=== Recorded data ===

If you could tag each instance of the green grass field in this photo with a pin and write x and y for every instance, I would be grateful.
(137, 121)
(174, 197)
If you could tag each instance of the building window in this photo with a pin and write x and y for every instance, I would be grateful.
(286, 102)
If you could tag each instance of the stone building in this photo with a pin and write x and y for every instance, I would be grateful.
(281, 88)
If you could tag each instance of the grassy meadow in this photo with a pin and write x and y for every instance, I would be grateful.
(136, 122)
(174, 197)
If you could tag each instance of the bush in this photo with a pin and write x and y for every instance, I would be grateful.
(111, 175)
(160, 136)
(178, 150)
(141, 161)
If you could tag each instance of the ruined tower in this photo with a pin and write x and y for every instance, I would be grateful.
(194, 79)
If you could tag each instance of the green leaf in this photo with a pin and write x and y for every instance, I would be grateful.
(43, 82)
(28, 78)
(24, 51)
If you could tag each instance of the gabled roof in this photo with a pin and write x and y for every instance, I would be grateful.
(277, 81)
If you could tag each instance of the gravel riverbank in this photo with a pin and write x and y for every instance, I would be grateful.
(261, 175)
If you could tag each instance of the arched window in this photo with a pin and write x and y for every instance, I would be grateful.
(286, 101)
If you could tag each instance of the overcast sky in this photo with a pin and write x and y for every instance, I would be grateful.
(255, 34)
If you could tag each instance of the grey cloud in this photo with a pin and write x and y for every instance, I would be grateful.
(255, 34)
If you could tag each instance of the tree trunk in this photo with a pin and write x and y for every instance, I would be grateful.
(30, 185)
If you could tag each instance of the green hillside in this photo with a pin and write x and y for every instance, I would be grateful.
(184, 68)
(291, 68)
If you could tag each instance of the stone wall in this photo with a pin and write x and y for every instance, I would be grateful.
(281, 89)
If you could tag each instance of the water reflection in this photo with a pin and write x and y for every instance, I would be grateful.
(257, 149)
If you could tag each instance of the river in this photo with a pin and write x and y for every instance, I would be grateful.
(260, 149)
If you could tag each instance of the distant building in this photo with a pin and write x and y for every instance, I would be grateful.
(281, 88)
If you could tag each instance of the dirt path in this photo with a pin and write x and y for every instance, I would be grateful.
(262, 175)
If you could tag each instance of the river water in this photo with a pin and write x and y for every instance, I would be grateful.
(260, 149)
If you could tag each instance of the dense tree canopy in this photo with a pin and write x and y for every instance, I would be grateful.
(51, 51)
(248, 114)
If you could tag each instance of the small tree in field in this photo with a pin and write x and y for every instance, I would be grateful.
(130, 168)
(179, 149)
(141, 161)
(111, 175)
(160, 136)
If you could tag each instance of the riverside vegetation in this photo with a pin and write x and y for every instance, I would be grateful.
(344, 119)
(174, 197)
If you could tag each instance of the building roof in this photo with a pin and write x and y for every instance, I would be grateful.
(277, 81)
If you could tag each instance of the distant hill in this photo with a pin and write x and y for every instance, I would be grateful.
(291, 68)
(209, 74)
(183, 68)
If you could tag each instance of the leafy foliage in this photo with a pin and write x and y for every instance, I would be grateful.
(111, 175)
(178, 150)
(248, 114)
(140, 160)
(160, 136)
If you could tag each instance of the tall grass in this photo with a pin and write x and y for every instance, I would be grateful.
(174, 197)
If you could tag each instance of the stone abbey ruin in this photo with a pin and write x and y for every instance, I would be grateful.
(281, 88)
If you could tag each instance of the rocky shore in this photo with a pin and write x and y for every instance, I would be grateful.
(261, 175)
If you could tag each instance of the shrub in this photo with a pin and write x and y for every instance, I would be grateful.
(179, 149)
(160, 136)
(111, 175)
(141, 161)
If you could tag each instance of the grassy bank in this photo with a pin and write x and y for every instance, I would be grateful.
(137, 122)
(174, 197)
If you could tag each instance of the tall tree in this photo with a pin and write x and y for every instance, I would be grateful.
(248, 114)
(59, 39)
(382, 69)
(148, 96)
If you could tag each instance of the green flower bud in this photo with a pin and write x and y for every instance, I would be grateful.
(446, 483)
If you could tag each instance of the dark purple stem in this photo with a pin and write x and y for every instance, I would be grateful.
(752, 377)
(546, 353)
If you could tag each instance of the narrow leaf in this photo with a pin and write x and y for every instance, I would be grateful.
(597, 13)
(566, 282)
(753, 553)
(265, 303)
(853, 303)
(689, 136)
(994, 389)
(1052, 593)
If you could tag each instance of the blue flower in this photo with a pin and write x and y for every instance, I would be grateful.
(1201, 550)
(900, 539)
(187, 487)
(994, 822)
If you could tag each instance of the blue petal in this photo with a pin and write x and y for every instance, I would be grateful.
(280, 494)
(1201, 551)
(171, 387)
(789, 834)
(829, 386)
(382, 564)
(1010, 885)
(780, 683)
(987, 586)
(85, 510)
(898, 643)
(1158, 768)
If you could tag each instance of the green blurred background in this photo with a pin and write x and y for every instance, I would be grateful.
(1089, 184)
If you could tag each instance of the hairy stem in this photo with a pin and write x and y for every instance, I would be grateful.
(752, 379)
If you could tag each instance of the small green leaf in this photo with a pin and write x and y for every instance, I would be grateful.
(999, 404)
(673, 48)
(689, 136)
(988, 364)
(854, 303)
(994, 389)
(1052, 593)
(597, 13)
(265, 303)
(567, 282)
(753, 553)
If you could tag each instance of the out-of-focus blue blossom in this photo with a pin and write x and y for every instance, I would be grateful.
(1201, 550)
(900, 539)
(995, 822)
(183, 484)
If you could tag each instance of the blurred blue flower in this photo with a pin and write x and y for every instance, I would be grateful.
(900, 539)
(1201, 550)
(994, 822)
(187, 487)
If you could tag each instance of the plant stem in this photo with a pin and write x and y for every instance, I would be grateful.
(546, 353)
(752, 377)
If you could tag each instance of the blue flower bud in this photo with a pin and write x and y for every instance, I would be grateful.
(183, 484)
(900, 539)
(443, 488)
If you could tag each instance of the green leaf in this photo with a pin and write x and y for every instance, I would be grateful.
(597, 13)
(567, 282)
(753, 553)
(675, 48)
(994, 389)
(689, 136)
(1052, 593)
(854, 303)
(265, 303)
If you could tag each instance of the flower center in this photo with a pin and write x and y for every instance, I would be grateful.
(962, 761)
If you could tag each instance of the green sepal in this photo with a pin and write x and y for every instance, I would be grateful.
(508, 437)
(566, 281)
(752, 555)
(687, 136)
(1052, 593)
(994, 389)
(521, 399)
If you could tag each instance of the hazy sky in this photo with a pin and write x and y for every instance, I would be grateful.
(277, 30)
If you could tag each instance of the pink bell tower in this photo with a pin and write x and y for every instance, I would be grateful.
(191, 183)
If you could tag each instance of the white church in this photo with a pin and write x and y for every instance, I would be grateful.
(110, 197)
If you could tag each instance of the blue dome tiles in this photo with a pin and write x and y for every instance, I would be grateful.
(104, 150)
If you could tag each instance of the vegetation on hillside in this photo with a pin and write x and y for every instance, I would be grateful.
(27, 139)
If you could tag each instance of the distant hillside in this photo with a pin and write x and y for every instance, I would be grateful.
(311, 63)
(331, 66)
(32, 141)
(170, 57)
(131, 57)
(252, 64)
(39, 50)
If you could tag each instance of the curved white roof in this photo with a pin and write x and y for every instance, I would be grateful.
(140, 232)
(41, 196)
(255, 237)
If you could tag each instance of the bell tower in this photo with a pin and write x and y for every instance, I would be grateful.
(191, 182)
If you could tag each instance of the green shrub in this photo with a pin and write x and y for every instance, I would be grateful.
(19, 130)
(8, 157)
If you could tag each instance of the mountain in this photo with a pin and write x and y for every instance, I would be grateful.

=== Aim of the task ===
From the line containing "If you could tag each instance of the bell" through the final line of the listing above, retype every line exactly; leave out everything else.

=== Answer box ===
If you could tag each instance of the bell tower in this photo with a pin and write x and y for every instance, I would be grateful.
(191, 182)
If you could tag each instance of the green shrub in this photo with a pin and write x and y for every instance, I would be grateful.
(19, 130)
(8, 157)
If you could tag each instance of the mountain in this photo with a pin and write x and y for every instance, I would be grateful.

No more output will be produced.